**GIVEN TEXT**:

RM: What was the genesis for the design of the FP 398? Did you set out to make a hybrid horn speaker design based on historic Tannoy/JBL/Altec designs?
Shivas Howard Brown: “Yes. I think for us new age speaker designers there’s been a moment of inspiration from the existing speaker greats. JBL has been the most influential for me, because of their engagement with this type of lifestyle focus. I think through the ’60s and ’70s, the JBL designs – which were somewhat modular – were, also extremely engaging and interior-design led, I mean the JBL Paragon is probably one of the coolest designs I’ve seen in my life. Also, I’m very inspired by interior design and JBL is at the top of cues I want to work with in my personal designs. However, I’d say the footprint of the FP 398 has been more informed by Tannoy than anything else and the idea of floating a horn above the cabinet has evolved. Specifically with the horn I wanted to create something that was completely new, that’s why we’ve gone with 3D-printed resin. This has created some compromises, but I didn’t want this to be totally audio-engineer led design: Aesthetics played a part.
Photo above: Howard Brown in the Friendly Pressure studio.
Shivas Howard Brown: “There’s some decisions I’ve had to make concerning form following function and specifically size. I’m designing for rooms of a certain size – London rooms tend not to be so big, so the design has to account for that. Just like some iterations of Tannoy and Klipsch were designed for smaller spaces, so too is the FP 398. It’s an engineered speaker that has kind of been led and the design dictated by the spaces I live in. If I lived in a bigger space I’d probably have designed something bigger.”
RM: Your horn design speaks to the modular nature of the FP 398, was it always the idea to make the design flexible for consumers looking for different speaker requirements?

**DATA SHOWN**:
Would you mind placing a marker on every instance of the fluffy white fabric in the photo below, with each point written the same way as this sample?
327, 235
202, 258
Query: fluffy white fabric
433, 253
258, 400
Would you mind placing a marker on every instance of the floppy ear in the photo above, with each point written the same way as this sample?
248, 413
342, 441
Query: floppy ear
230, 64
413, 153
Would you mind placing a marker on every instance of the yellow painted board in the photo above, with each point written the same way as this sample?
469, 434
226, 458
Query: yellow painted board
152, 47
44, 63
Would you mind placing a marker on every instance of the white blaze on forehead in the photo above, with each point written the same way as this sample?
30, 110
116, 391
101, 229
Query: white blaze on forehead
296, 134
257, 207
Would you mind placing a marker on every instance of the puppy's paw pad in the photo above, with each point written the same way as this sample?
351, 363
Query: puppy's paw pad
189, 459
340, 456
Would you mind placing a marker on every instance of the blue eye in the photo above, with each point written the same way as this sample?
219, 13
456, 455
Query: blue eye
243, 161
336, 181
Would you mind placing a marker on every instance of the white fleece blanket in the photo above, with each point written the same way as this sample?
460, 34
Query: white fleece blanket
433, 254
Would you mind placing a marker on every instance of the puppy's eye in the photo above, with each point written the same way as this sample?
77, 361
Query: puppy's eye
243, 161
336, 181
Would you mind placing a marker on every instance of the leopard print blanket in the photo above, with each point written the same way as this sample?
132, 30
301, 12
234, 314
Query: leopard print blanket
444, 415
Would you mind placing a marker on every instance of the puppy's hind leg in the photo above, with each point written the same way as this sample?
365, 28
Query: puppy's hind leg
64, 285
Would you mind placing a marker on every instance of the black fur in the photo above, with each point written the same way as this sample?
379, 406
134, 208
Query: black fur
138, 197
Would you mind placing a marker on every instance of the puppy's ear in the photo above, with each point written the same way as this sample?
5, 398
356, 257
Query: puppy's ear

**STUDY QUESTIONS**:
(a) According to the FP 398 interview, what material was the speaker's horn made from?
(b) Pick up the FP 398 interview from where it stops and carry it forward.

**ANSWERS BY ITEM NUMBER**:
(a) 3D-printed resin.

(b)
Shivas Howard Brown: “I think at this level of speaker you want your design to be yours and yours only, so the FP 398 is a silhouette, it will augment itself so it’s suited to specific venues as needed. Not one speaker suits all and that’s something I’ve learned along the way. Having one speaker that can be tailored and dialled into a customer’s space is exactly what i wanted. We’re currently working on smaller units, but again, I don’t want to make compromises in the sonic identity for what Friendly Pressure is at such an early stage. We have a number of commercial venues were working with across the next year where people will be able to enjoy what we’re trying to communicate in a public space. Clients will be able to customize the design – within reason, and with our advice – to maintain the highest fidelity from the speaker itself.”
Photo below: Howard Brown with the FP 398 installed at a client's business. Photo by Gift Qwambe.
Resistor Mag: What’s next for Shivas Howard Brown?
Shivas Howard Brown: “To be able to live up to one of my biggest inspirations, who is Amar Bose, one of the people of colour who have managed to merge an incredible audio experience with lifestyle products. There’s a massive dichotomy between what sound system culture is and what audiophile culture is, and the difference in the experiences of what those two places offer isn’t lost on me… I’m still searching for where those two places meet. If I can create representation in that space and help to bridge that gap, then whatever I do, I’ll know I’m doing something right.”